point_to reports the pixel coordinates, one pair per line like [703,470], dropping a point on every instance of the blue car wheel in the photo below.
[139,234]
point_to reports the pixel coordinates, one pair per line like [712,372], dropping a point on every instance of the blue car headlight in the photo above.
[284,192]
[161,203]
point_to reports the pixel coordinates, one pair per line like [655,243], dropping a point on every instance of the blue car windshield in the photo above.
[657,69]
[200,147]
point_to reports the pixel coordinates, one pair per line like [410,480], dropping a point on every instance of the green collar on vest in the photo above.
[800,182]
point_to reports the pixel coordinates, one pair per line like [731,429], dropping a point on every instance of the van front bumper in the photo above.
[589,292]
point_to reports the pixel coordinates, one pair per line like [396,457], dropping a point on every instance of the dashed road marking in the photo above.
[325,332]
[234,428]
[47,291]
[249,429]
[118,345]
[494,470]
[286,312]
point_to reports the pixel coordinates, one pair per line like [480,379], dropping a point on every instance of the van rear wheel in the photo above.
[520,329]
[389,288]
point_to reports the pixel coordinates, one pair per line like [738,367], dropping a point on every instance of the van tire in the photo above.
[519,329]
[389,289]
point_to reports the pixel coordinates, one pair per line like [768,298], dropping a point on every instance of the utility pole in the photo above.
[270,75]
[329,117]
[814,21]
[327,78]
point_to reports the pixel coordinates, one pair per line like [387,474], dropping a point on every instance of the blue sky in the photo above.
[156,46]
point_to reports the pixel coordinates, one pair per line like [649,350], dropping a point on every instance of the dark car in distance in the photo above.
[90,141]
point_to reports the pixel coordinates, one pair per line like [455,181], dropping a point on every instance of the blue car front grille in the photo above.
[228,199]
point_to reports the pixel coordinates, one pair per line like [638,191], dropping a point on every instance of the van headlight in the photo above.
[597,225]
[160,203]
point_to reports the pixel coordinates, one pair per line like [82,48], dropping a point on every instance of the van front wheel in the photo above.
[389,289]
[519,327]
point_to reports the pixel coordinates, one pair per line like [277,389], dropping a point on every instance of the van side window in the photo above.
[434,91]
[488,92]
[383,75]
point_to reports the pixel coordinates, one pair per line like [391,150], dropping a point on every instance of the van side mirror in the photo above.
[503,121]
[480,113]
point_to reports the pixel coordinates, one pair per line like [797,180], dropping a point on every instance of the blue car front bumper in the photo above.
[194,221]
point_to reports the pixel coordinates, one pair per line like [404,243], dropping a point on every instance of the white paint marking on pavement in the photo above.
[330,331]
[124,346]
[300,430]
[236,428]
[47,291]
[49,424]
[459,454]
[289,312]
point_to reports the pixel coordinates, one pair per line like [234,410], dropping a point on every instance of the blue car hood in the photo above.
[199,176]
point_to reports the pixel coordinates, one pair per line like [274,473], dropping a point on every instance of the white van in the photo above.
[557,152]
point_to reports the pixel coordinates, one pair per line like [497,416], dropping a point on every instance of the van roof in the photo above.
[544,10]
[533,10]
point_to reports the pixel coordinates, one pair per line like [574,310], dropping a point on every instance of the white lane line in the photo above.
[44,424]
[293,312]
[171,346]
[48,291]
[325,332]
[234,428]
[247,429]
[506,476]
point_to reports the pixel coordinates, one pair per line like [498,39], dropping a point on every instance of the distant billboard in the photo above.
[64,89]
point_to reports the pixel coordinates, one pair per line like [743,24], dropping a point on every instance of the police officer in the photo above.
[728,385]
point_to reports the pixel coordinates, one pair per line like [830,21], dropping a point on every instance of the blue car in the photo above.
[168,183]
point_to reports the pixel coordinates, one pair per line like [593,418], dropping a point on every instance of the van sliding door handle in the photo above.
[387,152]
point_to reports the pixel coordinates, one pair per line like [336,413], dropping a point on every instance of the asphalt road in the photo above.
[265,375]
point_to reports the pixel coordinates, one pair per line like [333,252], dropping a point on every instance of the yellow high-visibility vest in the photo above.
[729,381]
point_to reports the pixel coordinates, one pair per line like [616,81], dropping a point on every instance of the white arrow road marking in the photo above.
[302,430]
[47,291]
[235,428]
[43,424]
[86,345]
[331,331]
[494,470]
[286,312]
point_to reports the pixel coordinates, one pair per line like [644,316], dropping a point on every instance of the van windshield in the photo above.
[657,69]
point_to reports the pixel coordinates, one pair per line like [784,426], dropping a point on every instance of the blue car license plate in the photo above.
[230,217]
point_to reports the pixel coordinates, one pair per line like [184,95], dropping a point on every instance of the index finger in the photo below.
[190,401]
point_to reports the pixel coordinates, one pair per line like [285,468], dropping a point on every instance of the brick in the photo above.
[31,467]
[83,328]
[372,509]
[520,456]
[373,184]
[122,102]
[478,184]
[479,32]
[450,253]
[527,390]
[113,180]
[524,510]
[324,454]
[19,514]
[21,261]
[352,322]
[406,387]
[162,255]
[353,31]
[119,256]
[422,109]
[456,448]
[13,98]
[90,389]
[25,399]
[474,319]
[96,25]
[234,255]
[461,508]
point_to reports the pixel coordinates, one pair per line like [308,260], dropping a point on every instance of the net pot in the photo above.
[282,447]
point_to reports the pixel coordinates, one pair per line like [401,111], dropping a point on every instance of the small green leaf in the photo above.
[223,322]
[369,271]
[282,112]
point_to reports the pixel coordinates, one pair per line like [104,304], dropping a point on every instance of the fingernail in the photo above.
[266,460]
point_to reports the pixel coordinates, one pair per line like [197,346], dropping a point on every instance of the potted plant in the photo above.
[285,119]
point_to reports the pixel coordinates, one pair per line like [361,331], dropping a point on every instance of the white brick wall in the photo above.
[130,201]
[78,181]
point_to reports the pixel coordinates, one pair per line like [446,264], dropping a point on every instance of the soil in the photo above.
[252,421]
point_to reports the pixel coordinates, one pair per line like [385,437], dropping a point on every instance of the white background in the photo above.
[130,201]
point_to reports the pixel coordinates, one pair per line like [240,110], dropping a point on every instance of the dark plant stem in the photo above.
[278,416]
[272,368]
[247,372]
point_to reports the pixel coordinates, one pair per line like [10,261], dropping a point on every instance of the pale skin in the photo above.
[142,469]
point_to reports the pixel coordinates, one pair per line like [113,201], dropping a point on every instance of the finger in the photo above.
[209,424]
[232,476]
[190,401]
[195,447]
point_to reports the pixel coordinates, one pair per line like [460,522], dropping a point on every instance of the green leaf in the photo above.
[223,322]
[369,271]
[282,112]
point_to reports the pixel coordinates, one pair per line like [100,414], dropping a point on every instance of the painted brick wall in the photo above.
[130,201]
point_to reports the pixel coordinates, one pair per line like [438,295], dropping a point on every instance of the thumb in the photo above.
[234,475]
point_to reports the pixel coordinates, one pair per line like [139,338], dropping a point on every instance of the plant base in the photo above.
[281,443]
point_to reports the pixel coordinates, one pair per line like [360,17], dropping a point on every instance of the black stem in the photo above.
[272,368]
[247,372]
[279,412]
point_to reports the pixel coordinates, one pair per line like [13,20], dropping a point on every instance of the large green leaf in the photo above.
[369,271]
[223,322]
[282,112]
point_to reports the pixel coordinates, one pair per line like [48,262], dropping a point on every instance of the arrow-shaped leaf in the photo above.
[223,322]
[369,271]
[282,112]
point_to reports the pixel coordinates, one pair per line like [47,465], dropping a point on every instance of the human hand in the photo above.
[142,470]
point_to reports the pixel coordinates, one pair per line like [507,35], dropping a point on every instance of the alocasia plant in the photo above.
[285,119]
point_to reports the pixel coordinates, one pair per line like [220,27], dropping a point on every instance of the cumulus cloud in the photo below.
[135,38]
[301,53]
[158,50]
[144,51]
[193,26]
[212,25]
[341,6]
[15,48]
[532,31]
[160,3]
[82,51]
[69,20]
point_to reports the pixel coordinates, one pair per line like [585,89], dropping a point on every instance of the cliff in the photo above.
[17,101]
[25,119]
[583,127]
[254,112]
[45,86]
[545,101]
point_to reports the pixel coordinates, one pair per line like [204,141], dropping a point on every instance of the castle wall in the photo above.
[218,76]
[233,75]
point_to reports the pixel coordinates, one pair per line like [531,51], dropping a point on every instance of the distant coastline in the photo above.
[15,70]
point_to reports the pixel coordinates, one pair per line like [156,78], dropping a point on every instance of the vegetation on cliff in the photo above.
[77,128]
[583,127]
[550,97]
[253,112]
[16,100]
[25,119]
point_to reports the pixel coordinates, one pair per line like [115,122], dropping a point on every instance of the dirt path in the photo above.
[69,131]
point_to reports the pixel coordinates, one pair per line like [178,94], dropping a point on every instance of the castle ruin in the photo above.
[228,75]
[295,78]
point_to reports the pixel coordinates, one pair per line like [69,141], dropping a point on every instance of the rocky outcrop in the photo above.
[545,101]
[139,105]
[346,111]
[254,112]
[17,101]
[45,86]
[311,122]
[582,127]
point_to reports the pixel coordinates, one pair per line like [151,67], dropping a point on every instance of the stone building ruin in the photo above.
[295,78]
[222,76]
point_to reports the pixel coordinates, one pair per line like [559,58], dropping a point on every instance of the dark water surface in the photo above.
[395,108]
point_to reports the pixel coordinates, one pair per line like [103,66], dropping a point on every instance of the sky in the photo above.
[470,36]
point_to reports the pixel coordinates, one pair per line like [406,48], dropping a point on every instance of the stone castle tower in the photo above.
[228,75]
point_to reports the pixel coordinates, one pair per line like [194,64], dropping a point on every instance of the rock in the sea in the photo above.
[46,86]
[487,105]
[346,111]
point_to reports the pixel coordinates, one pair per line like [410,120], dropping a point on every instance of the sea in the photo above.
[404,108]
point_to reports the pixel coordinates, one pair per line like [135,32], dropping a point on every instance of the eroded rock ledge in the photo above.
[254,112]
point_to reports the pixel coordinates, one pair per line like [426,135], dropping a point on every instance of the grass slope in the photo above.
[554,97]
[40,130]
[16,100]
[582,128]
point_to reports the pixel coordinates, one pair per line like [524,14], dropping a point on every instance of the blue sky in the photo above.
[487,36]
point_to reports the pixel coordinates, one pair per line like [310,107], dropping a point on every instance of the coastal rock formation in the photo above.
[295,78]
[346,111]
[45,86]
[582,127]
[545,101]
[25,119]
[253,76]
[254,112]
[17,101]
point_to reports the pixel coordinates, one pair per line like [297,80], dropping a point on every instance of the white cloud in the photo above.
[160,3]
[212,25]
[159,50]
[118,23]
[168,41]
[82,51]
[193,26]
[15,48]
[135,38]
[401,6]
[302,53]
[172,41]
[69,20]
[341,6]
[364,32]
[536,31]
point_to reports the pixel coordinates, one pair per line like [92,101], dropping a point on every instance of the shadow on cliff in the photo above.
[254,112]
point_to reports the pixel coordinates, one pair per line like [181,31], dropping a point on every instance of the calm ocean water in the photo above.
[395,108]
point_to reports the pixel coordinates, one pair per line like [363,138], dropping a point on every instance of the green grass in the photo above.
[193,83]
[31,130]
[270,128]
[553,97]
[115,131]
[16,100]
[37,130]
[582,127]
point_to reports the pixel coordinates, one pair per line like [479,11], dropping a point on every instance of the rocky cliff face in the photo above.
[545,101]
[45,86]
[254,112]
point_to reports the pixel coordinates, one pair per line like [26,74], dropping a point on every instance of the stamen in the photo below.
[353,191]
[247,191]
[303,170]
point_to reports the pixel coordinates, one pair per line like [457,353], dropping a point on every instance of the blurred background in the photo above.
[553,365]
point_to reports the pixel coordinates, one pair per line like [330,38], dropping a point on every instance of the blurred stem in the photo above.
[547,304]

— WORK REQUIRED —
Each line from the one holding "grass in the photo above." to the end of the entries is to be written out exactly. Skip every line before it.

— TASK RESPONSE —
point_to reports the pixel coordinates, one pair per line like [363,138], dropping a point on every instance of the green grass in the photo above.
[193,83]
[31,130]
[270,128]
[553,97]
[115,131]
[16,100]
[37,130]
[582,127]
point_to reports the pixel coordinates, one pair per line like [479,11], dropping a point on every instance of the rocky cliff face in the photo above.
[545,101]
[45,86]
[254,112]
point_to reports the pixel coordinates, one pair per line like [26,74], dropping a point on every instance of the stamen in the photo below.
[353,191]
[247,191]
[303,170]
point_to reports the pixel coordinates, one pair per line like [457,353], dropping a point on every instance of the blurred background in the photo above.
[553,365]
point_to reports the pixel coordinates, one pair per line like [330,38], dropping a point on every instance of the blurred stem in the photo above.
[547,304]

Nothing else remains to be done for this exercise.